Reading text |

====================

Module information on this degree can be found below, separated by year of study.

The module information below applies for the current academic year. The academic year runs from August to July; the 'current year' switches over at the end of July.

Students select optional courses subject to rules specified in the Mechanical Engineering Student Handbook,  for example at most three Design and Business courses. Please note that numbers are limited on some optional courses and selection criteria will apply.

Advanced Stress Analysis

Module aims

To introduce the student to fundamental elasticity and plasticity theory, problems and solutions. Stress function formulation and methods will be presented for plane stress, plane strain and torsional loading and the solution of a range of problems with be developed. The analysis of torsion will also be developed to treat thin walled sections of arbitrary but uniform, cross section. The Convolution Integral will be developed and used to analyse time dependent effects. A review of plasticity will be made and the Levy-Mises equations will be derived and used for problem solving.

ECTS units:    7   
Contributing to Course Elements: 7 to ME4-mLCTVS Electives

Learning outcomes

On successfully completing this module, students will be able to:

  • Explain the method of solution using stress functions for two dimensional problems and torsion, involving bi-harmonic and Laplace equations
  • Explain the time dependent analysis using the Convolution integral
  • Explain the rationale behind the Levy-Mises equations
  • Assess, by appropriate consideration of boundary and equilibrium conditions, the applicability of a proposed stress function to the solution of a problem
  • Obtain exact solutions to stress analysis problems such as the bending of rectangular beams; loading of thick walled cylinders, split and curved rings; loaded wedges, holes in plates, discs between opposing loadsl and, approximately, the torsion of thin-walled non-circular section
  • Apply the Convolution Integral to the analysis of creep and relaxation phenomena in visco-elastic materials.
  • Solve residual stress problems and plasticity deformation problems using the Levy-Mises equations

Module syllabus

  • Stress function methods in two dimensions: equilibrium, compatibility and constitutive equations; combination for linear elastic materials in Cartesian co-ordinates to produce biharmonic equation using Airy stress function; solution by polynomials, application to beam problems. Transformation to cylindrical polar co-ordinates; general solution; application to selected problems from tick walled cylinders; split and curved rings, wedges, elastic half-space, cracks, discs between opposing loads; superposition for arbitrary loading.

====================

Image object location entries
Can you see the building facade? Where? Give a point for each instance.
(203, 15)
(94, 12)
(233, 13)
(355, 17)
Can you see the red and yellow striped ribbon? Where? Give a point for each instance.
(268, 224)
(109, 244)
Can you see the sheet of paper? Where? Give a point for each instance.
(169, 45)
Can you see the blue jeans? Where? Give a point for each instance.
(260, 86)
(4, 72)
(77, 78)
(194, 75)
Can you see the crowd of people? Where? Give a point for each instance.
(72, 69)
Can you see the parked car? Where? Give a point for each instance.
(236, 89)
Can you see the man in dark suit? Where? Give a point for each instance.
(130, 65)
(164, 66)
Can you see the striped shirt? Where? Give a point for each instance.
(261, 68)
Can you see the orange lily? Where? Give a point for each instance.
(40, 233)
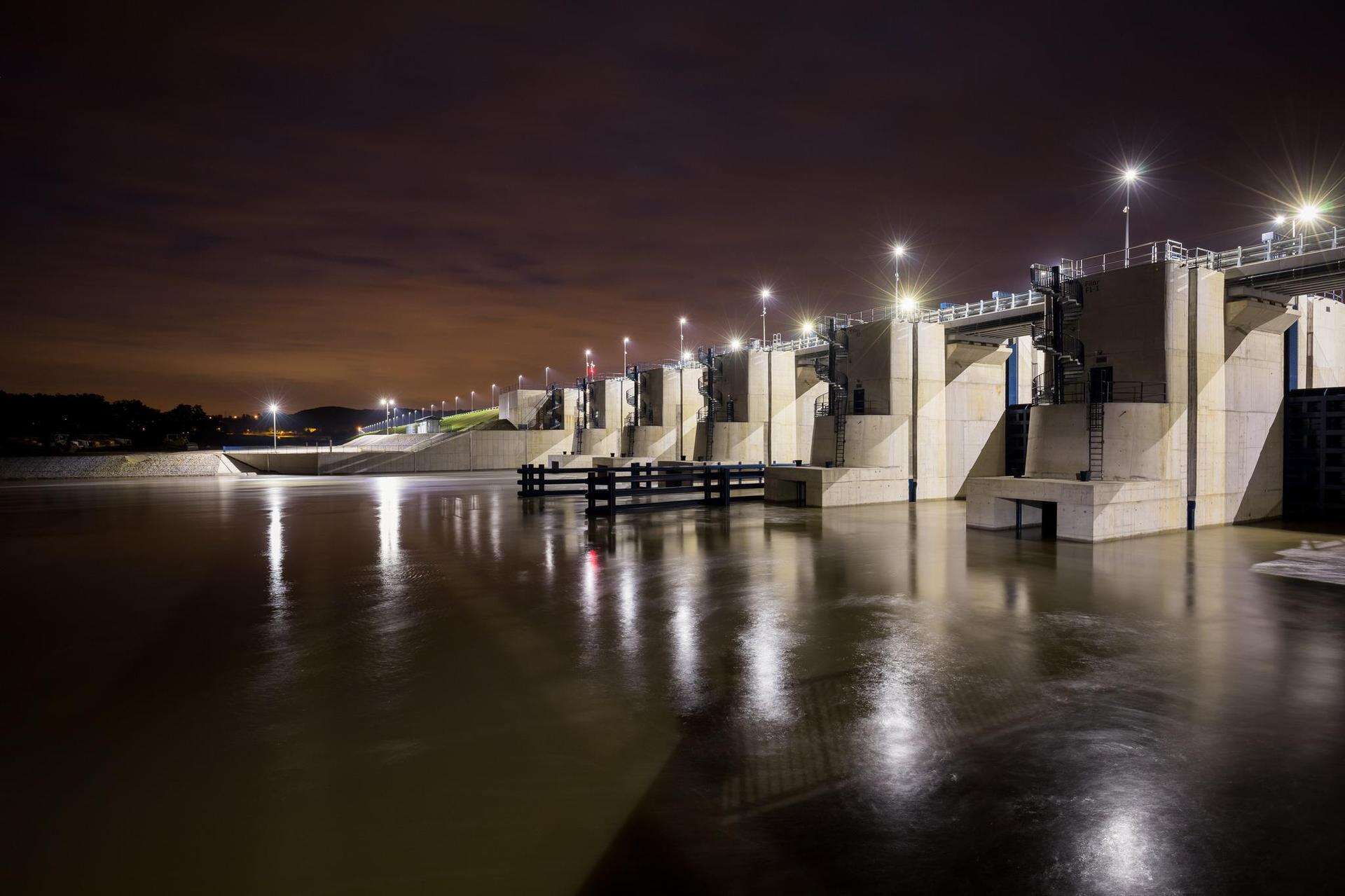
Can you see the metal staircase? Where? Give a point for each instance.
(1058, 336)
(839, 387)
(638, 409)
(1095, 439)
(553, 413)
(713, 366)
(580, 413)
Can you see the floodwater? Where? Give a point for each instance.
(381, 685)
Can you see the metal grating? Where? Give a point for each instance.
(1314, 454)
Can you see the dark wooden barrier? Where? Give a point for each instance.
(614, 490)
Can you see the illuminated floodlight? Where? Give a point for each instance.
(908, 310)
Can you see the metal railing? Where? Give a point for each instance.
(1269, 251)
(1149, 253)
(824, 406)
(1119, 390)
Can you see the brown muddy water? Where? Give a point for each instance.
(381, 685)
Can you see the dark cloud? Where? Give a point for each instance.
(336, 201)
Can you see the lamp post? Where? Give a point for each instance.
(1130, 177)
(897, 251)
(766, 294)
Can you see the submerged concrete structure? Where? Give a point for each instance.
(1162, 406)
(1121, 394)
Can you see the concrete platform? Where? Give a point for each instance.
(565, 462)
(1084, 510)
(836, 486)
(623, 462)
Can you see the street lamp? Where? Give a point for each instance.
(908, 310)
(897, 251)
(1130, 177)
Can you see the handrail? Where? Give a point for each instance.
(1269, 251)
(1119, 390)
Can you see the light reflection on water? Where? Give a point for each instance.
(494, 698)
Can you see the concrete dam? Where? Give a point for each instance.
(1117, 396)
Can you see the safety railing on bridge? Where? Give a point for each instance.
(1269, 251)
(1149, 253)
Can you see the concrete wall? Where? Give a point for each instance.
(1124, 323)
(609, 408)
(674, 404)
(522, 406)
(1138, 441)
(957, 406)
(1323, 343)
(185, 463)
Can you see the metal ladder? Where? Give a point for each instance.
(840, 418)
(706, 388)
(1095, 439)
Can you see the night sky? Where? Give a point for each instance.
(331, 203)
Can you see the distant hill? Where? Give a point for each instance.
(330, 422)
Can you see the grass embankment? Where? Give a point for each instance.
(472, 419)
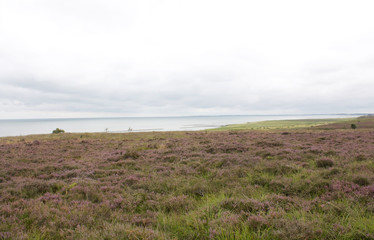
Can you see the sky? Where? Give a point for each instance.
(111, 58)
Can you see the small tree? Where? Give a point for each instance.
(57, 130)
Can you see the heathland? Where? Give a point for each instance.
(269, 180)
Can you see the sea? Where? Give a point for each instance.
(21, 127)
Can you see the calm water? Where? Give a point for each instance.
(137, 124)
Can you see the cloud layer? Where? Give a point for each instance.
(160, 58)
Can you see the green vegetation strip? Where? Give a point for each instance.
(283, 124)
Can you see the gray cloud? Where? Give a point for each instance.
(124, 58)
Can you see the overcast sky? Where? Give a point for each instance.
(82, 58)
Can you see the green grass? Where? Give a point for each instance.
(283, 124)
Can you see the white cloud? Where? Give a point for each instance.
(145, 58)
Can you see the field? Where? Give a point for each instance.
(284, 183)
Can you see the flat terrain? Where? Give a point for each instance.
(284, 183)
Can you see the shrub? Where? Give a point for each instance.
(324, 163)
(57, 130)
(362, 181)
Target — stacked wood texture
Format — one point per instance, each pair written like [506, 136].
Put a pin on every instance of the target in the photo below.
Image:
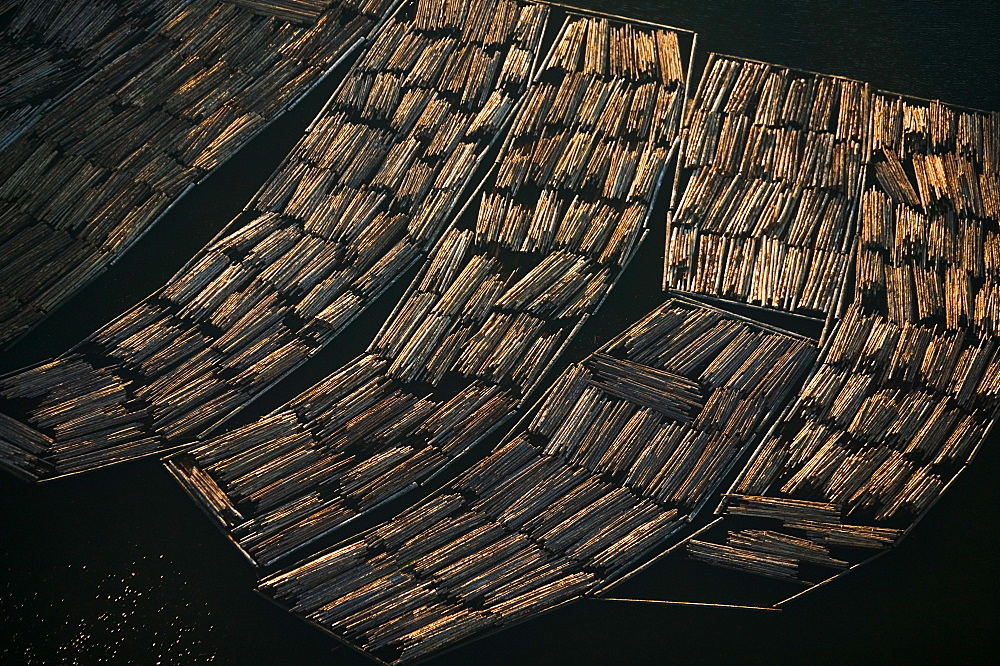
[889, 417]
[929, 236]
[48, 47]
[94, 171]
[572, 499]
[486, 316]
[356, 202]
[774, 159]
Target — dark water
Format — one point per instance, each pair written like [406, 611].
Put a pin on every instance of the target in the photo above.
[118, 566]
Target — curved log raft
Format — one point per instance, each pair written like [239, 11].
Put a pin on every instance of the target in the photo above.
[368, 190]
[557, 220]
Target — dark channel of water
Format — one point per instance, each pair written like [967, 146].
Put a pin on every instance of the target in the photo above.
[118, 566]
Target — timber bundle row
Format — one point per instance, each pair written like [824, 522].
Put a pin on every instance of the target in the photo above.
[775, 159]
[98, 168]
[807, 533]
[50, 46]
[355, 204]
[573, 500]
[480, 325]
[929, 248]
[890, 416]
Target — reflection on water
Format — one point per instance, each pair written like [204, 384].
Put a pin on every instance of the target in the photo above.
[120, 567]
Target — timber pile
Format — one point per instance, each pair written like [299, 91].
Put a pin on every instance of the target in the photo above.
[774, 158]
[486, 316]
[889, 417]
[929, 236]
[97, 169]
[357, 201]
[48, 47]
[570, 501]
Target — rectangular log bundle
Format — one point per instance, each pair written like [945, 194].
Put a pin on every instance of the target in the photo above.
[486, 316]
[774, 158]
[94, 171]
[929, 235]
[571, 500]
[48, 47]
[887, 420]
[330, 230]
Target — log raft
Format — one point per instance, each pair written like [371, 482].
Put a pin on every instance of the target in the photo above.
[573, 498]
[369, 189]
[499, 298]
[83, 178]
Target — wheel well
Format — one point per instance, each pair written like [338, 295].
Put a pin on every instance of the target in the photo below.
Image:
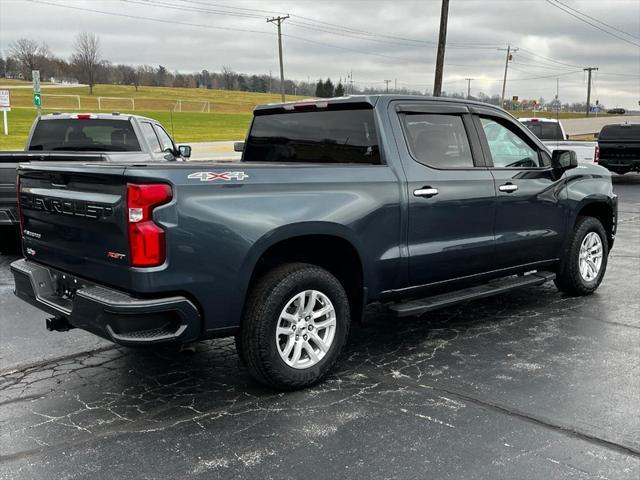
[335, 254]
[602, 212]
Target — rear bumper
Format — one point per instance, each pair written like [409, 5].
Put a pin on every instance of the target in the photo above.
[112, 314]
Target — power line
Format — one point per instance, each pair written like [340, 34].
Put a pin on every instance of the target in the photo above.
[560, 7]
[617, 29]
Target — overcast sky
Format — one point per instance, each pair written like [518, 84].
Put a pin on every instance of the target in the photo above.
[327, 38]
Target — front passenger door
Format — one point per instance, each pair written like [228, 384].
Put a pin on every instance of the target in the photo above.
[530, 219]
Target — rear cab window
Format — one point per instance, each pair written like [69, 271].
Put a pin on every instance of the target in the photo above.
[544, 130]
[91, 134]
[437, 140]
[624, 133]
[151, 137]
[319, 136]
[508, 147]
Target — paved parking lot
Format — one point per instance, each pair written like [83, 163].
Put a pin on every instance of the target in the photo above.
[528, 385]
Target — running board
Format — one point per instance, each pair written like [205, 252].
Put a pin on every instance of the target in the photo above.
[494, 287]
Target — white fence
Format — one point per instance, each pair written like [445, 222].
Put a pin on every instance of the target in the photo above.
[118, 100]
[73, 100]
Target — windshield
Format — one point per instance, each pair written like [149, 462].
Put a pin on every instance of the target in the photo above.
[629, 132]
[89, 135]
[337, 136]
[545, 130]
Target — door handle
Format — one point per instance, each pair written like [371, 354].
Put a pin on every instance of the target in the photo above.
[427, 192]
[508, 187]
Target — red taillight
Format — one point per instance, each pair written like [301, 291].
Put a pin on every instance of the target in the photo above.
[146, 239]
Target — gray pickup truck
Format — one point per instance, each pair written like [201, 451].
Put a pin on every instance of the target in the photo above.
[412, 202]
[84, 137]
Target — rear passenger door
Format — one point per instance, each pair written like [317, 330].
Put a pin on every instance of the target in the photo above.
[530, 219]
[450, 192]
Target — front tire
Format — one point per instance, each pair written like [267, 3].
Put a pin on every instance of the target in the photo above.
[582, 269]
[295, 325]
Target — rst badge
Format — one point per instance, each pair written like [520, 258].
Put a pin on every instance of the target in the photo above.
[212, 176]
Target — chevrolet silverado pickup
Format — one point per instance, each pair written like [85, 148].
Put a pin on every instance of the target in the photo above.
[619, 147]
[83, 137]
[553, 135]
[414, 203]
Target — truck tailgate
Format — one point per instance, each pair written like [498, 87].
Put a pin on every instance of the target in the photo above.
[73, 218]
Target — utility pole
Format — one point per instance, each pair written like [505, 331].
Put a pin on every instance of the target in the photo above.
[589, 70]
[442, 42]
[510, 52]
[278, 21]
[469, 87]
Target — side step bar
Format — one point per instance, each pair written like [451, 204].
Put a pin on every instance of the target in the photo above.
[494, 287]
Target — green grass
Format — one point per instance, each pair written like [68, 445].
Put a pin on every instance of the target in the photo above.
[561, 115]
[187, 127]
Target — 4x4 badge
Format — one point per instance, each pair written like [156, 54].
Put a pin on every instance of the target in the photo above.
[211, 176]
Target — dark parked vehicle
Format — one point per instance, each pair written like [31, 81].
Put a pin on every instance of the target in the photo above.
[83, 137]
[416, 203]
[619, 147]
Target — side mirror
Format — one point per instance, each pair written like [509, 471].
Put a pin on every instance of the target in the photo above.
[185, 150]
[562, 160]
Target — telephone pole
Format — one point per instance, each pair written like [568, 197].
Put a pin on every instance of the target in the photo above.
[278, 21]
[469, 87]
[442, 42]
[589, 70]
[510, 52]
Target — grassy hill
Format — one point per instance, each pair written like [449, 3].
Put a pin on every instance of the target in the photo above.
[230, 111]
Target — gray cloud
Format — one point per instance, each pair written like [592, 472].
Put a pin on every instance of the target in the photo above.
[533, 25]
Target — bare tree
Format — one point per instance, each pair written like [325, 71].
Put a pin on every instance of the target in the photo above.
[29, 54]
[86, 58]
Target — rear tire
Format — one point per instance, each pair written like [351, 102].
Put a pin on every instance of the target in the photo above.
[584, 266]
[296, 323]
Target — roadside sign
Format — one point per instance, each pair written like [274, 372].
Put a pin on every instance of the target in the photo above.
[5, 106]
[35, 75]
[5, 99]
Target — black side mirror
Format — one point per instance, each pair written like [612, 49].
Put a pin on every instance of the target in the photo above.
[562, 160]
[185, 150]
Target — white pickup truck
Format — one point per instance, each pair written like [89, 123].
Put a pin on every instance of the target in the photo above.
[554, 137]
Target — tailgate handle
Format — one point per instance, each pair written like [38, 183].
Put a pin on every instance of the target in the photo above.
[426, 192]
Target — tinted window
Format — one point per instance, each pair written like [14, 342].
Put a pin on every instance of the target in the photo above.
[344, 136]
[150, 137]
[508, 149]
[85, 135]
[620, 132]
[545, 130]
[438, 140]
[165, 139]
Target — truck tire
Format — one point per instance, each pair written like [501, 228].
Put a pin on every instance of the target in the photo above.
[584, 265]
[295, 325]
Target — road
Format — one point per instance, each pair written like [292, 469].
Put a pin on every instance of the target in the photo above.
[531, 385]
[593, 124]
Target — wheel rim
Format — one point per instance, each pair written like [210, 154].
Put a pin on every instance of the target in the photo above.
[591, 253]
[306, 329]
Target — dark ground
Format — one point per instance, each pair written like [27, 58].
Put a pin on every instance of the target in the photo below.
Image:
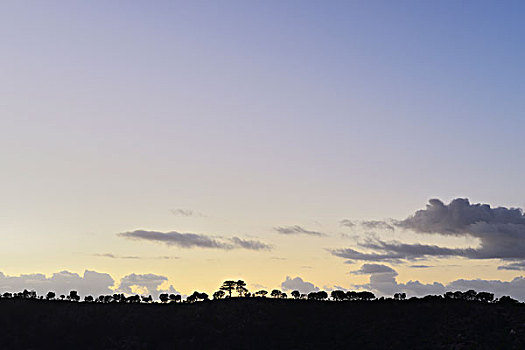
[262, 324]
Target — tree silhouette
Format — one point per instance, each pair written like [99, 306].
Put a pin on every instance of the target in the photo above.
[228, 287]
[262, 293]
[73, 296]
[400, 296]
[365, 295]
[276, 293]
[338, 295]
[240, 287]
[485, 297]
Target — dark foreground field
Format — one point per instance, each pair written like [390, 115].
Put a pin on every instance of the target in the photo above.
[261, 324]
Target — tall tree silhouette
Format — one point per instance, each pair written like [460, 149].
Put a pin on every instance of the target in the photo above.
[228, 287]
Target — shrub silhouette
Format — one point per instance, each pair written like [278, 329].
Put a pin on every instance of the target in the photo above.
[262, 293]
[219, 294]
[276, 293]
[228, 287]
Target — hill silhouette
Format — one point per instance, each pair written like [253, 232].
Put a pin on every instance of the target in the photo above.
[263, 323]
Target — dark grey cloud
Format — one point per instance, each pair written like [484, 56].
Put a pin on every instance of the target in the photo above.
[297, 283]
[192, 240]
[385, 283]
[516, 266]
[352, 254]
[294, 230]
[250, 244]
[500, 231]
[91, 283]
[149, 284]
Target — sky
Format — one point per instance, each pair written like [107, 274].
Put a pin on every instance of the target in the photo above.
[171, 145]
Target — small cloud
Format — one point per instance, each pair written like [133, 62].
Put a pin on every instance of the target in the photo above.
[185, 212]
[347, 223]
[377, 225]
[297, 283]
[145, 284]
[250, 244]
[294, 230]
[257, 286]
[420, 266]
[369, 269]
[517, 266]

====================

Aim 1 | Format the listing as a Markdown table with the columns "No." and "Entry", starting at the line that contains "Can you see the lamp" and ending after the line that contains "(1117, 396)". Omit any blank lines.
Aim 2 | Resume the Advanced Stress Analysis module description from the point where it stops.
The text and the listing are unrelated to each other.

Expected output 1 |
| No. | Entry |
|---|---|
| 1 | Can you see the lamp post? Where? Give a point for each instance. |
| 2 | (1130, 177) |
| 3 | (897, 251) |
| 4 | (766, 294) |
| 5 | Can you see the submerged concrete structure? Where? Give a point for each instance. |
| 6 | (1162, 406) |
| 7 | (1121, 394) |
| 8 | Can you see the concrete platform? Where? Give a point for each instance. |
| 9 | (565, 462) |
| 10 | (1084, 510) |
| 11 | (836, 486) |
| 12 | (623, 462) |
| 13 | Can you see the street lamp? Where? Give a point for each instance. |
| 14 | (908, 310) |
| 15 | (897, 251) |
| 16 | (1130, 177) |
| 17 | Can you see the handrail? Where? Give a point for each instance. |
| 18 | (1269, 251) |
| 19 | (1119, 390) |
| 20 | Can you see the light reflection on water? Where? Give a point for each instance. |
| 21 | (494, 698) |
| 22 | Can you see the concrete dam? Where? Give a point for each instance. |
| 23 | (1117, 396) |

Expected output 2 |
  • Torsion of non-circular sections: torsion of solid bars; warping function and Prandtl stress function; solutions for elliptical and triangular bars. Torsion of thin walled sections — membrane analogy, relationship between shear stress, applied torque, geometry and angle of twist.
  • Convolution Integral: why an alternative to previous stress analysis is needed. Development and application to simple problems. Study of more advanced problems.
  • Plastic Deformation: review of yielding and plasticity of bending of non-rectangular beams; development of the Prandtl-Reuss and Levy-Mises equations; solving problems for examples from the preceding situations.

Pre-requisites

 Pre-requisites: ME1-hSAN; ME2-hSAN

Teaching methods

  • Duration: Autumn and Spring terms (22 weeks)
  • Lectures: 1 x 1h/week
  • Tutorials: 1 x 1h/week maximum

Summary of student timetabled hours

Autumn

Spring

Summer

Lectures

11

11

Tutorials

11

11

Total

30 (if 8 tutorials attended)

Expected private study time

4-5 h per week, plus exam revision

Assessments

Written examinations:

Date (approx.)

Max. mark

Pass mark

Advanced Stress Analysis (3h)

A Data and Formulae book and Stress Analysis Information Sheets are provided.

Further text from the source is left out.